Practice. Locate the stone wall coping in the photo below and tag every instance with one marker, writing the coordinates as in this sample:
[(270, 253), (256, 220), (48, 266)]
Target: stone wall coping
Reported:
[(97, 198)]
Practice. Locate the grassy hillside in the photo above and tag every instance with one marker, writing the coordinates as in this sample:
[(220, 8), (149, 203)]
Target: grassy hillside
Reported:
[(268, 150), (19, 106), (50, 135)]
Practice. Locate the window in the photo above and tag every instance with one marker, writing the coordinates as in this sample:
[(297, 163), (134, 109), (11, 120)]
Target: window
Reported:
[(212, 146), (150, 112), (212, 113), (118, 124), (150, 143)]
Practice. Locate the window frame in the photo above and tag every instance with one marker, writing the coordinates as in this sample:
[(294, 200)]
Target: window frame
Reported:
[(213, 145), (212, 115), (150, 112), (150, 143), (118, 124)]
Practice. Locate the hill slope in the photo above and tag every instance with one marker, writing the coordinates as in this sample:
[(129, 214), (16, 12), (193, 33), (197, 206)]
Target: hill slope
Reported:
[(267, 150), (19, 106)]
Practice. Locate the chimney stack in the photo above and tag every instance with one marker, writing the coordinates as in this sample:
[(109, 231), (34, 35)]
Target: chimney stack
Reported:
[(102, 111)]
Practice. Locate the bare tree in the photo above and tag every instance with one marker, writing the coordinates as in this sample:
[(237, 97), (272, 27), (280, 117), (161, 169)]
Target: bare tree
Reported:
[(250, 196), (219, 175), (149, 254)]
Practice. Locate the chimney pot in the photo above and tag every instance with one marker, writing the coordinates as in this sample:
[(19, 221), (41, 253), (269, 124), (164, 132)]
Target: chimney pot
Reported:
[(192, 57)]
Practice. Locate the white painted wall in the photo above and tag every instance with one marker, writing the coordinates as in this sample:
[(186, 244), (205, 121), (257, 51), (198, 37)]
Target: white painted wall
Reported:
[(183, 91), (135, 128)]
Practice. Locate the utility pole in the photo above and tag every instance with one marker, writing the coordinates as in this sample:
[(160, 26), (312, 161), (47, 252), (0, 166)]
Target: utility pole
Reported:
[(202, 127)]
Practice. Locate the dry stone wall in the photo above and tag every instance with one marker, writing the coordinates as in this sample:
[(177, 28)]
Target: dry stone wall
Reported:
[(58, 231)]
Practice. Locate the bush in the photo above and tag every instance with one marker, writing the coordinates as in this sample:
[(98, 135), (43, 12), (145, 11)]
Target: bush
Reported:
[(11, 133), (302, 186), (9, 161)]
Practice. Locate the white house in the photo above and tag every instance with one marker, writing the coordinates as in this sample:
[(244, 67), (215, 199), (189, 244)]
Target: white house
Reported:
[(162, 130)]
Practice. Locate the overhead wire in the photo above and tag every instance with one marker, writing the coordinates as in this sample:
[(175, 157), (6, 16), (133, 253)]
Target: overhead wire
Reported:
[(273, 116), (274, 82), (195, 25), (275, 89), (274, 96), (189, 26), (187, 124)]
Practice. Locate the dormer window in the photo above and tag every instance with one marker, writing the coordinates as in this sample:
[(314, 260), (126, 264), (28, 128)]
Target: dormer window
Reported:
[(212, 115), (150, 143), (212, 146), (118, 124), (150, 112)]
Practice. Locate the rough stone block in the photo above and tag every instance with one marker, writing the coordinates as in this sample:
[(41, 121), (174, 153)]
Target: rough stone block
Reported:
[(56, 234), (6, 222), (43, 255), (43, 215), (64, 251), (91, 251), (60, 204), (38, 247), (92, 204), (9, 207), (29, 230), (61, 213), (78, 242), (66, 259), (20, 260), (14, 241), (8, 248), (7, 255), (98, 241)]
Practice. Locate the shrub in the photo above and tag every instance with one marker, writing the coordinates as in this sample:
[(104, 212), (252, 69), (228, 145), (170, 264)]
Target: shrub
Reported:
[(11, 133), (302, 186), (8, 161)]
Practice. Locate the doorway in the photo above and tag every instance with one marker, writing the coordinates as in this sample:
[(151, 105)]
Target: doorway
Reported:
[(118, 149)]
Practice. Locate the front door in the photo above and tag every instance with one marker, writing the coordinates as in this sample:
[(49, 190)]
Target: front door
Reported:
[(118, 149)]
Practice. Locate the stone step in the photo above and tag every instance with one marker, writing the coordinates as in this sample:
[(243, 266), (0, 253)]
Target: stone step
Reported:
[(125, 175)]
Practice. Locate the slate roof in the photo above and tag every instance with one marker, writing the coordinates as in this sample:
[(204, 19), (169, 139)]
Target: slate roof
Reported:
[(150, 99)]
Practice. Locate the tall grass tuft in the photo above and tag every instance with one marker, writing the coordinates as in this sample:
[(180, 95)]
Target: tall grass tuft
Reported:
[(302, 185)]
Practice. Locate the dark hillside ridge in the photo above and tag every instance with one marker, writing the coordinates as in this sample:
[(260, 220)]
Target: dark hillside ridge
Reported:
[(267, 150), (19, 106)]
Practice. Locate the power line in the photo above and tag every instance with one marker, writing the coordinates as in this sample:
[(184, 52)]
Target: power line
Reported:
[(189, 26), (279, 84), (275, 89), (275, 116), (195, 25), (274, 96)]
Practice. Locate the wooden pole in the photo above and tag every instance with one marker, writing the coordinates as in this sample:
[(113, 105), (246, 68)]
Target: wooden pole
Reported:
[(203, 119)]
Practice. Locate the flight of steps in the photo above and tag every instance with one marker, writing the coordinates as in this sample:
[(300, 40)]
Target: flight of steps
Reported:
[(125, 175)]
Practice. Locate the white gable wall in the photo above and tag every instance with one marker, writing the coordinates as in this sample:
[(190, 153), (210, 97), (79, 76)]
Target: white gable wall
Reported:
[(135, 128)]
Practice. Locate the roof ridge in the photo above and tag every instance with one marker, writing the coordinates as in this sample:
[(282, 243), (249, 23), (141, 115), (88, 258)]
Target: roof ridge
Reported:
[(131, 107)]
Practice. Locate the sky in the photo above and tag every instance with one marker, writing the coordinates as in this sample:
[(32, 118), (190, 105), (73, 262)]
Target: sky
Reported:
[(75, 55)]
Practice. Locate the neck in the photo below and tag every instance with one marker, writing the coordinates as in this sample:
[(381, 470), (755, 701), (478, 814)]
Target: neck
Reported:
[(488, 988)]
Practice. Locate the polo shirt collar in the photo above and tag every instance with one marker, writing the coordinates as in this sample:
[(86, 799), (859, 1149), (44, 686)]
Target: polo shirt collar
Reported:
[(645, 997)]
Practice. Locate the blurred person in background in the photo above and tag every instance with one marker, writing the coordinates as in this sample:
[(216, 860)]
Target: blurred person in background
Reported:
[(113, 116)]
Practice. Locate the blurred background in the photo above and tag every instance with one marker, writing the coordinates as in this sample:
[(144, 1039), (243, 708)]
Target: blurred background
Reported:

··········

*What is expected*: Can you copy out all of the items above, word for word and line for line, without changing anything?

*Exercise solution*:
Practice. Locate the stone wall coping in the photo below and tag every instance with one marker, writing the coordinates as in this sample:
[(270, 253), (256, 220), (48, 266)]
Target: stone wall coping
Reported:
[(97, 198)]
Practice. Locate the grassy hillside in the photo above and tag every instance with one marker, writing the coordinates as in this sample:
[(220, 8), (149, 203)]
Target: grassy hillside
Reported:
[(268, 150), (19, 106), (50, 135)]
Practice. Locate the window in the photo above and tag every instance with one marker, writing the coordinates as in this sample:
[(297, 163), (134, 109), (11, 120)]
Target: window
Reported:
[(212, 146), (150, 112), (212, 113), (118, 124), (150, 143)]
Practice. Locate the window frame in the photo above and tag every instance with one marker, writing the coordinates as in this sample:
[(294, 200)]
Target: window frame
Reported:
[(213, 145), (212, 115), (150, 112), (150, 143), (118, 124)]
Practice. Locate the hill slope in the photo above and tag every instance with one marker, writing the coordinates as in this sample:
[(129, 214), (16, 12), (193, 33), (197, 206)]
Target: hill slope
Reported:
[(267, 150), (19, 106)]
Practice. Locate the chimney stack in the photo above and tag every instance with one marker, writing the coordinates as in this sample:
[(109, 231), (34, 35)]
Target: chimney stack
Reported:
[(102, 111)]
Practice. Locate the bare tree in the photo above and tag every instance with one marker, writing the coordinates as in this sample:
[(237, 97), (272, 27), (280, 117), (161, 169)]
Target: bare tree
Reported:
[(250, 196), (219, 175), (149, 254)]
Practice. Locate the chimney pot in the photo above and tag every instance with one marker, writing the coordinates as in this sample:
[(19, 221), (41, 253), (269, 124), (164, 132)]
Target: chimney pot
Reported:
[(192, 57)]
Practice. Locate the white painted wall in the photo above and tag every instance with one marker, writing the coordinates as in this sample:
[(186, 244), (205, 121), (257, 51), (198, 37)]
Target: white painted wall
Reported:
[(183, 91), (135, 128)]
Practice. Locate the utility pole in the photo above and tag every instance with one marker, writing the coordinates as in this sample:
[(160, 26), (312, 161), (47, 252), (0, 166)]
Target: utility pole
Reported:
[(202, 127)]
Practice. Locate the dry stone wall in the photo above and tag every instance with one marker, writing the coordinates as in this sample:
[(177, 28)]
Target: dry stone wall
Reported:
[(58, 231)]
Practice. Locate the bush in the photo above and tag every instance with one marker, writing the coordinates as in this sample:
[(98, 135), (43, 12), (145, 11)]
Target: bush
Reported:
[(11, 133), (302, 186), (9, 161)]
Practice. Locate the white house in the photo above and tag every instance with one marker, writing the coordinates as in this sample:
[(244, 67), (215, 199), (189, 244)]
Target: white house
Reported:
[(162, 130)]
Practice. Locate the overhead wire in the photo above and tag every instance with one marker, writing the coordinates as in this sample:
[(175, 157), (6, 16), (133, 253)]
Target: overhead wire
Reported:
[(273, 116), (274, 82), (195, 25), (275, 89), (274, 96), (189, 26), (187, 124)]
Practice. Locate the dormer window in the photo above and tag every instance with one marker, writing the coordinates as in this sample:
[(314, 260), (126, 264), (28, 128)]
Target: dormer window
Reported:
[(212, 115), (150, 143), (212, 146), (118, 124), (150, 112)]
Practice. Locate the rough stone block in the photo above and tag every instance with one marker, writing the coordinates as in this sample:
[(41, 121), (174, 153)]
Target: rough stone block
Reported:
[(56, 234), (6, 222), (43, 255), (43, 215), (64, 251), (91, 251), (60, 204), (38, 247), (92, 204), (9, 207), (29, 230), (61, 213), (78, 242), (66, 259), (20, 260), (14, 241), (8, 248), (7, 255), (98, 241)]
Practice. Locate the shrub in the photo above and tag every instance with one marker, writing the coordinates as in this sample:
[(104, 212), (252, 69), (228, 145), (170, 264)]
Target: shrub
Reported:
[(11, 133), (302, 186), (8, 161)]
Practice. Locate the doorway in the photo above and tag every instance with one marker, writing the coordinates as in this sample:
[(151, 105)]
Target: doorway
Reported:
[(118, 149)]
Practice. Locate the front door in the photo above and tag every instance with one marker, writing the coordinates as in this sample:
[(49, 190)]
Target: front door
Reported:
[(118, 149)]
Practice. Locate the stone step in the photo above and tag every instance with one marker, writing the coordinates as in this sample:
[(243, 266), (0, 253)]
Target: stone step
Reported:
[(125, 175)]
Practice. Locate the slate roof in the photo above and tag every instance with one marker, writing the coordinates as in this sample:
[(204, 19), (169, 139)]
Target: slate roof
Reported:
[(150, 99)]
Practice. Locate the tall grass tuft in the photo above and tag every instance with one marker, writing the coordinates as in this sample:
[(180, 95)]
Target: tall grass tuft
Reported:
[(302, 185)]
Practice. Locate the dark hillside ridge in the photo above and tag every instance with one marker, writing the coordinates as in this sample:
[(260, 220)]
Target: dark hillside ridge
Reported:
[(267, 150), (19, 106)]
Practice. Locate the power line in the photo above and tag every instance with one marker, writing the coordinates as in this sample:
[(184, 52)]
Target: power line
Reported:
[(189, 26), (279, 84), (275, 89), (275, 116), (195, 25), (274, 96)]
Practice. Locate the wooden pole in the photo above and tag every instance with one marker, writing the coordinates as in this sample:
[(113, 105), (246, 68)]
Target: wooden pole
Reported:
[(203, 119)]
Practice. Locate the flight of steps in the photo above and tag every instance with one marker, writing the coordinates as in this sample:
[(300, 40)]
Target: flight of steps
Reported:
[(125, 175)]
Practice. Locate the white gable wall in the photo above and tag every instance with one marker, writing the coordinates as in this sample:
[(190, 153), (210, 97), (79, 76)]
Target: white gable wall
Reported:
[(135, 128)]
Practice. Locate the roof ridge in the photo above and tag every instance with one marker, writing the coordinates as in this sample:
[(282, 243), (249, 23), (141, 115), (88, 258)]
Target: roof ridge
Reported:
[(131, 107)]
Practice. Locate the sky in the photo above and tag every instance with one marker, writing the coordinates as in this sample:
[(32, 118), (190, 105), (73, 262)]
Target: sky
Reported:
[(75, 55)]
Practice. Locate the neck in the photo below and tag every instance with one marker, writing the coordinates as in this sample:
[(381, 470), (755, 701), (478, 814)]
Target: neck
Reported:
[(488, 988)]
Practice. Locate the polo shirt collar in the photo above and tag every instance with one marker, writing the coordinates as in this sample:
[(86, 799), (859, 1149), (44, 686)]
Target: polo shirt collar
Reported:
[(645, 997)]
Practice. Locate the blurred person in background in the photo above and tag every instance with one marker, writing the coordinates as in this sample:
[(216, 860)]
Target: blurred person in background
Reported:
[(113, 116)]
Practice. Locate the blurred background in the photo above and tag every instance with one marker, writing the coordinates as in this sample:
[(144, 1039), (243, 708)]
Target: blurred background
Reported:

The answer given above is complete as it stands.